-------- TEXT BLOCK --------
Skip to content
Blog

Uptime monitoring with a status page that checks itself

Taha Al-Jody

A status page answers one question: is the product working right now? Uptime monitoring answers a different question: is a specific endpoint reachable from a given vantage point? The two questions are related but not the same. This post is about connecting them so the answer to the first comes from the answer to the second, automatically.

What uptime monitoring checks

Uptime monitoring means running a probe against a target on a schedule and recording whether the target responded in the expected way. The probe type determines what "expected" means.

HTTP probes make an HTTP or HTTPS request to a URL and evaluate the response. A common check: did the server respond with 2xx in under 500ms? You can also check for a string in the response body, validate a JSON field against a path, or confirm TLS is valid. HTTP probes can follow redirects (up to five), send custom headers, and carry client certificates for mTLS endpoints.

TCP probes open a TCP connection to a host and port, confirm the connection succeeds, and close it. They do not read or write application data. This is the right probe when you care whether the port is listening and reachable, independent of the application layer.

DNS probes resolve a name against a DNS server and evaluate the answer. You can check the record type (A, AAAA, CNAME, MX, TXT, and others), the resolved value, and the time to resolve. Useful for confirming that a failover record has propagated, or that a CDN is routing to the right origin.
--------
> **CHALLENGE 1**
Output the stretch of the uptime monitoring post from "Skip to content" through "the second, automatically.".
The records have no connection to the uptime monitoring post.
-------- RECORD EXCERPTS --------
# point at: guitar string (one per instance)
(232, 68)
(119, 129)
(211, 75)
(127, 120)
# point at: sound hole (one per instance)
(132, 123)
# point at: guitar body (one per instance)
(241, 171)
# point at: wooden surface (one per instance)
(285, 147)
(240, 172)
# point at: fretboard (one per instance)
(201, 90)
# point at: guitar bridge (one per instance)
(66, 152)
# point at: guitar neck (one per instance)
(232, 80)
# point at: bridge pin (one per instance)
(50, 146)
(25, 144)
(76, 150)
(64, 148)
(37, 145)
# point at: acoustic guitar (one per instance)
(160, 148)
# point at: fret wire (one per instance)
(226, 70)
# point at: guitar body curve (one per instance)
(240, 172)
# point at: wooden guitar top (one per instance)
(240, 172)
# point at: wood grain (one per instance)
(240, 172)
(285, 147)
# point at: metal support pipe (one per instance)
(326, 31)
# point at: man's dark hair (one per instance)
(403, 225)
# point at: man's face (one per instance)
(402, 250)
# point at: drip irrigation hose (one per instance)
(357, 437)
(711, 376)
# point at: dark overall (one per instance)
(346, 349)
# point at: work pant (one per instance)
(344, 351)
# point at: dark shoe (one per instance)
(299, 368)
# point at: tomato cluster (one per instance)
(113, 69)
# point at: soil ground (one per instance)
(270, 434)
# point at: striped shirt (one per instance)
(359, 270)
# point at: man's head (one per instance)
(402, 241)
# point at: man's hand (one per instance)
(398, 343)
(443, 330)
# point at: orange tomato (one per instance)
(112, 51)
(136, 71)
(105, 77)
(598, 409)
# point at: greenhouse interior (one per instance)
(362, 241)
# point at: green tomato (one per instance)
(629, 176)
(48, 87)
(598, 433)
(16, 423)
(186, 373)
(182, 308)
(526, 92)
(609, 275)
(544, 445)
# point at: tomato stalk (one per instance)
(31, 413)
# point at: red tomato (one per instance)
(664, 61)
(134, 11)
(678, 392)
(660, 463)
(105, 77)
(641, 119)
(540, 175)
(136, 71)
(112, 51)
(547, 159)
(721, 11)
--------
-------- RECORD EXCERPTS --------
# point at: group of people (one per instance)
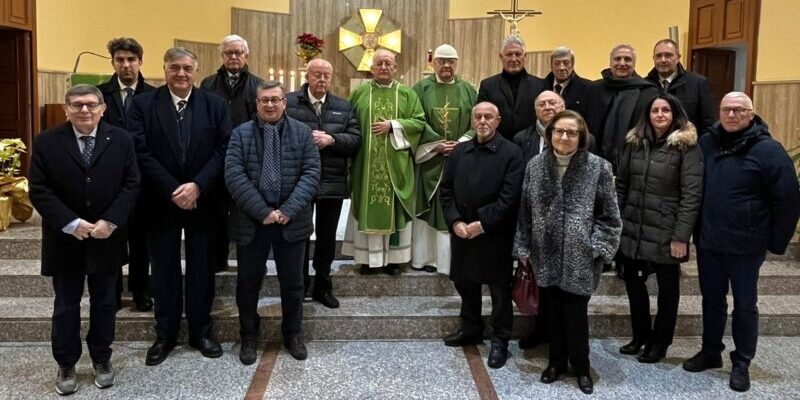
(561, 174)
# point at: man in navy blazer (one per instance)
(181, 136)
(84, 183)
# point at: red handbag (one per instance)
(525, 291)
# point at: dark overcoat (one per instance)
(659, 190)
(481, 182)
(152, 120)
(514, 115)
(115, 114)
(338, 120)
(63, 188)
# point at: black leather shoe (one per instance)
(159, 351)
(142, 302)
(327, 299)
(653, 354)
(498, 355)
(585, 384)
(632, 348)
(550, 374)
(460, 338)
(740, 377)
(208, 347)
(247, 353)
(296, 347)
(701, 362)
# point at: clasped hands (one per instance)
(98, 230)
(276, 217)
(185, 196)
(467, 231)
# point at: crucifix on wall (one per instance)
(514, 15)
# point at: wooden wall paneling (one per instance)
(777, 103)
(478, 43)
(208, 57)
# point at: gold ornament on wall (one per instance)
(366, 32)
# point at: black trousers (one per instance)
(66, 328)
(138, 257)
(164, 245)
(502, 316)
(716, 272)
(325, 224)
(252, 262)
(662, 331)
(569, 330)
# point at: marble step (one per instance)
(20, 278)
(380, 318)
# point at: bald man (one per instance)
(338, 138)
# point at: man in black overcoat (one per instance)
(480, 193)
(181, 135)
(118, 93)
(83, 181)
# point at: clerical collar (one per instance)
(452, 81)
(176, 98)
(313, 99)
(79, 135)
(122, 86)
--------
-------- RECORD EXCERPTS --------
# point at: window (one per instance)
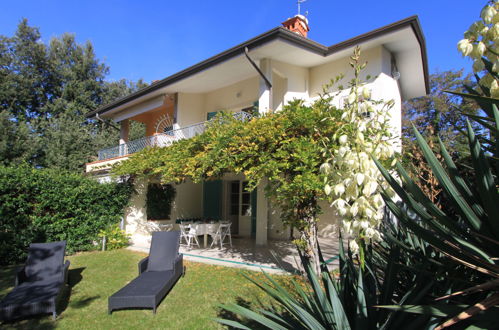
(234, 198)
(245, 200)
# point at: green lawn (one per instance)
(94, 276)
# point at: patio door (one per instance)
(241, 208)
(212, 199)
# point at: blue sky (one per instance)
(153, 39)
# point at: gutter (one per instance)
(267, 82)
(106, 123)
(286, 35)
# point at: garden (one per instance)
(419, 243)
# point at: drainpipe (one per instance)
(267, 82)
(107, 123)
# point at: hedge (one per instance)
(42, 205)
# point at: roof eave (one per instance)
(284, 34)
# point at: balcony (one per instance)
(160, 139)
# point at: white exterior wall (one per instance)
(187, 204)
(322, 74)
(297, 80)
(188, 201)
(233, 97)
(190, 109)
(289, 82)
--------
> **CHALLENGE 2**
Tally the lines of the records that contain the string "shoe", treating case as significant, and give only the number.

> **EXERCISE RESPONSE 1**
Skip to content
Blog

Uptime monitoring with a status page that checks itself

Taha Al-Jody

A status page answers one question: is the product working right now? Uptime monitoring answers a different question: is a specific endpoint reachable from a given vantage point? The two questions are related but not the same. This post is about connecting them so the answer to the first comes from the answer to the second, automatically.

> **EXERCISE RESPONSE 2**
2